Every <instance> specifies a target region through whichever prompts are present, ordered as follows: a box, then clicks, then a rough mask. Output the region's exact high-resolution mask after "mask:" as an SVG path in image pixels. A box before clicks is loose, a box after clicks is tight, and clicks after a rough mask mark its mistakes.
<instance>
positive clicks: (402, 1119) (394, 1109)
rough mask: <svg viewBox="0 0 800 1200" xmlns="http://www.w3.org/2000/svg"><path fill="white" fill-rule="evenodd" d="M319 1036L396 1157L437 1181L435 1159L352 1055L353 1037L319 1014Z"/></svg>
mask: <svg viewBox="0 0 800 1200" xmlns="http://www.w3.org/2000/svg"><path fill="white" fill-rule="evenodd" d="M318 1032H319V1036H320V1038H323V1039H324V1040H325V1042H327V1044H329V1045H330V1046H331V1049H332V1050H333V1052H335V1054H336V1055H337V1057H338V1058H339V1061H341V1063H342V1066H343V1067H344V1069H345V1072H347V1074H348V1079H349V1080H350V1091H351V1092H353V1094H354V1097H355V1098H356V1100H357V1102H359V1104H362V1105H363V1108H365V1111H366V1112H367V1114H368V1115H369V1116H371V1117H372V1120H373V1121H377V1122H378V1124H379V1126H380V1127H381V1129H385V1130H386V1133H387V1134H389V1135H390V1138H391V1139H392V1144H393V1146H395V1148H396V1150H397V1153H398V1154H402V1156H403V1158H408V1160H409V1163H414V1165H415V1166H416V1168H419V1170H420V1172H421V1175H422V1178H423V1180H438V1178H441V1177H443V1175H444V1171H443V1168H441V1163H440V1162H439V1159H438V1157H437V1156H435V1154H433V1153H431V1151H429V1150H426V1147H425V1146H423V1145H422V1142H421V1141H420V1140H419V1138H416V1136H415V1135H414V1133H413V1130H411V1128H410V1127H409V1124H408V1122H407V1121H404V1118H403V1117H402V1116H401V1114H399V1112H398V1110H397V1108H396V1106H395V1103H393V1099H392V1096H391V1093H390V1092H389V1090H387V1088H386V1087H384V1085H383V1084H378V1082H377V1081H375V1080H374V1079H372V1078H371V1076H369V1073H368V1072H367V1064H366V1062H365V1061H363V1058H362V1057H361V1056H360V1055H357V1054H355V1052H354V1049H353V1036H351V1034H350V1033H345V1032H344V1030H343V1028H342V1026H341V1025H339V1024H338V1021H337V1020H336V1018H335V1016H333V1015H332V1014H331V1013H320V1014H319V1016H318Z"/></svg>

> **Task description**
Each line from the beginning of the entries to the line with "positive clicks: (402, 1119) (394, 1109)" must be repeated exactly, with both end lines kept and no other lines given.

> **Answer section**
Every <instance> specifies a target region through whichever prompts are present, ordered as follows: a box, then clicks, then a rough mask. Output the region's exact high-resolution mask after "mask:" as an SVG path in image pixels. A box before clicks is loose, a box after clicks is tight, and clicks after a rough mask mark its mistakes.
<instance>
positive clicks: (402, 1119) (394, 1109)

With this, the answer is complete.